■ **Assignment**: The reply to the records below should contain exactly the lines from the line with "359L432 351L454 364L468" through the line with "235L129 262L31 312L324", and nothing besides.

■ **Dataset excerpts**:

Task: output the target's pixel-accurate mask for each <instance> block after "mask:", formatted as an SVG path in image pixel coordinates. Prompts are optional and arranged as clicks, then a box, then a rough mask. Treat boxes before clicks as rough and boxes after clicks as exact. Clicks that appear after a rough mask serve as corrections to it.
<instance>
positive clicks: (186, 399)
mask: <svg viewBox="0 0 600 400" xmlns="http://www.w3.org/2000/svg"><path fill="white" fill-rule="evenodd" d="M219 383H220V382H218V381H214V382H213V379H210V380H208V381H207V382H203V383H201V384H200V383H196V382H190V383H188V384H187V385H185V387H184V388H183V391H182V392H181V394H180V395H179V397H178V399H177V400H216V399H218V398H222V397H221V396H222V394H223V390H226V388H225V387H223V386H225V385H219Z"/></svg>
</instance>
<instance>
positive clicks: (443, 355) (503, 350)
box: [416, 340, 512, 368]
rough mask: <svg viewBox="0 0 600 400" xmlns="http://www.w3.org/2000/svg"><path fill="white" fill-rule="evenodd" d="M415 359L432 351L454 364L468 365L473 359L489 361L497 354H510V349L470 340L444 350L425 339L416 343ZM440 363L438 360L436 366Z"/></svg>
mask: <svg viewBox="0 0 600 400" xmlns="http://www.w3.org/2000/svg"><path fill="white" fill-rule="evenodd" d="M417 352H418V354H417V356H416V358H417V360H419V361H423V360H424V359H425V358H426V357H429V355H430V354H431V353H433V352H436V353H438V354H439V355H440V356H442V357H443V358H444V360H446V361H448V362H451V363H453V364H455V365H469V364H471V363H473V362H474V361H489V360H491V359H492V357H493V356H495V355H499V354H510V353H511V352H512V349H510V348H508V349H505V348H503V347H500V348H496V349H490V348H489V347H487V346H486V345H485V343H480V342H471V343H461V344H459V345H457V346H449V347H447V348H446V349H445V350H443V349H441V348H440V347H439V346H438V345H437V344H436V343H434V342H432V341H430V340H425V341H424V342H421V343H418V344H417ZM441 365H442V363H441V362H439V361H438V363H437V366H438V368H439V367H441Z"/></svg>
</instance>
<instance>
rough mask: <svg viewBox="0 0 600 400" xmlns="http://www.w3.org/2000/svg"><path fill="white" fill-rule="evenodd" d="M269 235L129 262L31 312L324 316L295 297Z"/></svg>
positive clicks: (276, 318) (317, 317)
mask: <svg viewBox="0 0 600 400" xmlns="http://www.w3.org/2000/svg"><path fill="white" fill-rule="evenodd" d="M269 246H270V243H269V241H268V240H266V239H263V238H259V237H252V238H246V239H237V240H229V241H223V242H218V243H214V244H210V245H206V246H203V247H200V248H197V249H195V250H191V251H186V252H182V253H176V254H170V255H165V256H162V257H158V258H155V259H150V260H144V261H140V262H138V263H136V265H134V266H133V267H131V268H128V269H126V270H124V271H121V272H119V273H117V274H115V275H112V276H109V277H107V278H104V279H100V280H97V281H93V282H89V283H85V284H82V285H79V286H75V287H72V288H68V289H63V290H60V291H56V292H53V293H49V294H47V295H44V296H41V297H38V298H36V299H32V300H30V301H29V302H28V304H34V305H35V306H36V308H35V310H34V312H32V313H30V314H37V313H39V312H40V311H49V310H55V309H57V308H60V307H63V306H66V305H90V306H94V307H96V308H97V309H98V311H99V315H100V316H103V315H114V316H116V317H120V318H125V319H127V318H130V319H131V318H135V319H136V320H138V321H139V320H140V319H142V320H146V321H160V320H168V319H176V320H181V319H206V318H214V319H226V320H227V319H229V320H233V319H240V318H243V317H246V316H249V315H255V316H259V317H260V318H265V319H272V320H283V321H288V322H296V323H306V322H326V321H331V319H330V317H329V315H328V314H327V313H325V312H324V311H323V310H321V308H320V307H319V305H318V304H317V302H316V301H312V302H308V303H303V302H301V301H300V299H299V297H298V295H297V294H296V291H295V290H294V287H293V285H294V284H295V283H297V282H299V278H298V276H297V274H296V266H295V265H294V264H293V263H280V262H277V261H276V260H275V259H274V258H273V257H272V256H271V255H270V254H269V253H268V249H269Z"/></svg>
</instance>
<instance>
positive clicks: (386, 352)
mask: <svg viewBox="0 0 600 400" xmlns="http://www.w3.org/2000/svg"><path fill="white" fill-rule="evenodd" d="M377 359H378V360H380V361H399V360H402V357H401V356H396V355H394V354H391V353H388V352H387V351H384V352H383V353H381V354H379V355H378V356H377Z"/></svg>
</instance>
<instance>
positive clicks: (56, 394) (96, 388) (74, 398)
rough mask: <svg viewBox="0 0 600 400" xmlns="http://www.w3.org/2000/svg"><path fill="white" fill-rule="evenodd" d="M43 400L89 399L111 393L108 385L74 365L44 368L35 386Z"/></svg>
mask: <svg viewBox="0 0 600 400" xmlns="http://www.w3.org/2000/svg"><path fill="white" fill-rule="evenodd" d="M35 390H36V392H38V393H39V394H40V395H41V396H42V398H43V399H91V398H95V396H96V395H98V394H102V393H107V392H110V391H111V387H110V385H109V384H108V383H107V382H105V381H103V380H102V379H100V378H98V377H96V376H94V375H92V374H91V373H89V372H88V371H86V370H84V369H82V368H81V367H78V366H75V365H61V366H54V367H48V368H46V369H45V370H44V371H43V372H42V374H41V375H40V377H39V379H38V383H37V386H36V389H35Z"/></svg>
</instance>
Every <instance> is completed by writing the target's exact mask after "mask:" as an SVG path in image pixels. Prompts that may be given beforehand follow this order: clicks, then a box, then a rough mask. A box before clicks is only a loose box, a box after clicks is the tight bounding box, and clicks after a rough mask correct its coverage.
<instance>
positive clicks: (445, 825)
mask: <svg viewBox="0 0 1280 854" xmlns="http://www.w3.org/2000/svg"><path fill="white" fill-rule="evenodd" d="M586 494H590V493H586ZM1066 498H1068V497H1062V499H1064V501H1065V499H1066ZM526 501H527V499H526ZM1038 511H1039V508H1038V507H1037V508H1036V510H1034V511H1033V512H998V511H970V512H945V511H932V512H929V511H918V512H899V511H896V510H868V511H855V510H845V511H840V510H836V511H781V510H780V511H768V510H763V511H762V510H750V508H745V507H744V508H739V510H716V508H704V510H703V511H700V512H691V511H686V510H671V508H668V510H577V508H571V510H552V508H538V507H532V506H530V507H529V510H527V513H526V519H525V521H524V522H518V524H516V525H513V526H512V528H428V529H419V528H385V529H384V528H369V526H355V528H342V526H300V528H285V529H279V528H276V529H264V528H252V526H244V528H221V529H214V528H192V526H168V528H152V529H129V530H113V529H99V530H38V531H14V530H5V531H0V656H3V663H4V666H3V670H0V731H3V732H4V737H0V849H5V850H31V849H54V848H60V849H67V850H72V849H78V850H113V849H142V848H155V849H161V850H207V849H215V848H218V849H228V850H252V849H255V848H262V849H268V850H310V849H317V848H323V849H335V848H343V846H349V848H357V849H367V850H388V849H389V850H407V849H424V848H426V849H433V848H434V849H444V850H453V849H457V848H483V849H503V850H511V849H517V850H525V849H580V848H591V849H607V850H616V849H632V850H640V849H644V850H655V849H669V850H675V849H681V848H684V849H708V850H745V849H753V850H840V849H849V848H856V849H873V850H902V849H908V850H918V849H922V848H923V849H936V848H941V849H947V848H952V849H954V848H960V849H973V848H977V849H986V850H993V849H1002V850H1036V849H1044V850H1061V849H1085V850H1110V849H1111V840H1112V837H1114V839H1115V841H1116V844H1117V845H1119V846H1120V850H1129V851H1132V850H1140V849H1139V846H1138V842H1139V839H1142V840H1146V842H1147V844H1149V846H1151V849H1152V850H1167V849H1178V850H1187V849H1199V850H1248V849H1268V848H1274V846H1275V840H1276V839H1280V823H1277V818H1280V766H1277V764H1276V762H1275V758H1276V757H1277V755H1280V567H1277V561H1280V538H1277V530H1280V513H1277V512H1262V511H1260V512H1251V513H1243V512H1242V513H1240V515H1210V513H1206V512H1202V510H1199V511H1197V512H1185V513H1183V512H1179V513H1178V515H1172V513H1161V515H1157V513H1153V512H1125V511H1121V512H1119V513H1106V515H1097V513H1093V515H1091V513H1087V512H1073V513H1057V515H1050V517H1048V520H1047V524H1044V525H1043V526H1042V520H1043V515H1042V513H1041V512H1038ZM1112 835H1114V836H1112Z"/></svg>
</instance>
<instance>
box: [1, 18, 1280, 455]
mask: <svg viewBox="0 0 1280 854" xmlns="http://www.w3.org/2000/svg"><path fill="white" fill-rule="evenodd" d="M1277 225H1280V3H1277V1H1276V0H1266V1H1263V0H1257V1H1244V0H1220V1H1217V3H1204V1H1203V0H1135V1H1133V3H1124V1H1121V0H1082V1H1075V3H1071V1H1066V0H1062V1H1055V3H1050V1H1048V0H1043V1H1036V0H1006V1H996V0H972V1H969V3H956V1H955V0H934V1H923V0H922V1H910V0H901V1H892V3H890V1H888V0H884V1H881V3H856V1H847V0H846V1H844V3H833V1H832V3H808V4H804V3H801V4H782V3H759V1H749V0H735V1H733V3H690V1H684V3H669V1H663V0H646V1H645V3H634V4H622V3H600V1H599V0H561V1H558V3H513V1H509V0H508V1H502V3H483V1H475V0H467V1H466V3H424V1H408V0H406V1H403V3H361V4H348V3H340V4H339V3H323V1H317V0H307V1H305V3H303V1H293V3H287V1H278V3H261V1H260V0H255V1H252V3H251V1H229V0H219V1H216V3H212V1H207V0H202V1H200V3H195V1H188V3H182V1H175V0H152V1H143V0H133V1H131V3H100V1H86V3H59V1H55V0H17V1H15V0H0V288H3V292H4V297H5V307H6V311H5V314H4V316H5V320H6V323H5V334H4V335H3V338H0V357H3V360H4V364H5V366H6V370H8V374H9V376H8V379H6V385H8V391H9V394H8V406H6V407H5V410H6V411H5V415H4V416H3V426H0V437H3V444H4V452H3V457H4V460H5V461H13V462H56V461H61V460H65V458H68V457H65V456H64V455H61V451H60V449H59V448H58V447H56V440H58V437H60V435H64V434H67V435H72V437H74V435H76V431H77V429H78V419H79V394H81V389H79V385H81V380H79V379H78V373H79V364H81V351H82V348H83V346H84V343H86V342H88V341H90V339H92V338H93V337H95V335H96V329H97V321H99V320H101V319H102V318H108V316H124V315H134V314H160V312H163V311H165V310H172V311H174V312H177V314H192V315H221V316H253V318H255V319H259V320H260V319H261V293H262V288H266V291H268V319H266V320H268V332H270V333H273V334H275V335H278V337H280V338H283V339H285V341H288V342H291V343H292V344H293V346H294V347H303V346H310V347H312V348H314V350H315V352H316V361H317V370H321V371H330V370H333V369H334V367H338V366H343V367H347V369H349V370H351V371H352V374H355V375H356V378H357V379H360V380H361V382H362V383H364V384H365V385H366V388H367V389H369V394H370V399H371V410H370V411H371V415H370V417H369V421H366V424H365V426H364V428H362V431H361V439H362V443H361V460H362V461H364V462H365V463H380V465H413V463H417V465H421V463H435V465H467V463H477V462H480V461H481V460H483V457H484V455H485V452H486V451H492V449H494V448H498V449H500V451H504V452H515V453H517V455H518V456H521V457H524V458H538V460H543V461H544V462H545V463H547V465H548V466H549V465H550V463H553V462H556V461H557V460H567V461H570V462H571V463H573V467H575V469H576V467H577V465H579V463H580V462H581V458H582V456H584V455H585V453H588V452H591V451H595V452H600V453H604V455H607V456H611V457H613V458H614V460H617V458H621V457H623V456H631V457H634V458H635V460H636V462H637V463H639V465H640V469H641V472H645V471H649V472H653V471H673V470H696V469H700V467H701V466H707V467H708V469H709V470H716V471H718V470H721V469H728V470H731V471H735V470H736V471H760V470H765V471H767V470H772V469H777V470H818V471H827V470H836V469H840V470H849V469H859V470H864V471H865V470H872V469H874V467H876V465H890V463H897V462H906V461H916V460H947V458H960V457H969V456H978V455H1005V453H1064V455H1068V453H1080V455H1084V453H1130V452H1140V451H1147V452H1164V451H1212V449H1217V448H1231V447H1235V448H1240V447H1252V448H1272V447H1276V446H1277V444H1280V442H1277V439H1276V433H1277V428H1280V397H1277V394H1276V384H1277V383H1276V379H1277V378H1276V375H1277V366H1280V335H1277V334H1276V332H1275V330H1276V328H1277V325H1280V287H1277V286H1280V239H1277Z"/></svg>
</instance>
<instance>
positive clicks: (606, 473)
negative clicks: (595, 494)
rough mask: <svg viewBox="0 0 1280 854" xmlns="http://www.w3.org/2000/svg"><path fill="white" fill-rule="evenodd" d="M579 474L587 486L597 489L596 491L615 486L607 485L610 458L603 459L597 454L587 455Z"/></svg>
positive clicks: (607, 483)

■ **Exercise response**:
rough mask: <svg viewBox="0 0 600 400" xmlns="http://www.w3.org/2000/svg"><path fill="white" fill-rule="evenodd" d="M415 359L432 351L454 364L468 365L473 359L489 361L497 354H510V349L470 340L444 350L425 339L416 343ZM440 363L438 360L436 366Z"/></svg>
mask: <svg viewBox="0 0 600 400" xmlns="http://www.w3.org/2000/svg"><path fill="white" fill-rule="evenodd" d="M417 352H418V354H417V356H416V358H417V360H419V361H423V360H424V359H425V358H426V357H429V355H430V354H431V353H433V352H436V353H438V354H439V355H440V356H442V357H443V358H444V360H446V361H448V362H451V363H453V364H455V365H469V364H471V363H473V362H474V361H489V360H491V359H492V357H493V356H495V355H499V354H510V353H511V352H512V349H510V348H508V349H505V348H503V347H500V348H496V349H490V348H489V347H487V346H486V345H485V343H480V342H471V343H461V344H459V345H457V346H449V347H447V348H446V349H445V350H443V349H441V348H440V347H439V346H438V345H437V344H436V343H434V342H432V341H430V340H425V341H424V342H421V343H418V344H417ZM441 365H442V363H441V362H439V361H438V363H437V366H438V368H439V367H441Z"/></svg>
</instance>
<instance>
rough mask: <svg viewBox="0 0 600 400" xmlns="http://www.w3.org/2000/svg"><path fill="white" fill-rule="evenodd" d="M269 235L129 262L31 312L324 316L295 297Z"/></svg>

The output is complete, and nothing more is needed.